_Records shown_:
******
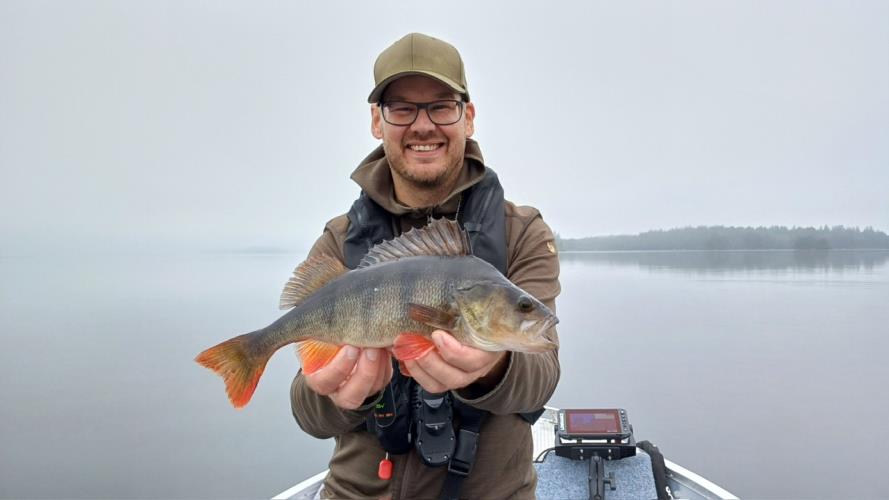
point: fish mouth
******
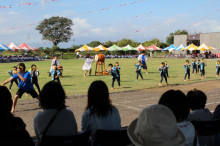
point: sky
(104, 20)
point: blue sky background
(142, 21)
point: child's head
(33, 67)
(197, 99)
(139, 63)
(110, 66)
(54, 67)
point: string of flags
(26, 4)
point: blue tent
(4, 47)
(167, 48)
******
Count the lines in the entries above that contain the string "point", treating uppercase and lowercase letters as different. Reply with the number only.

6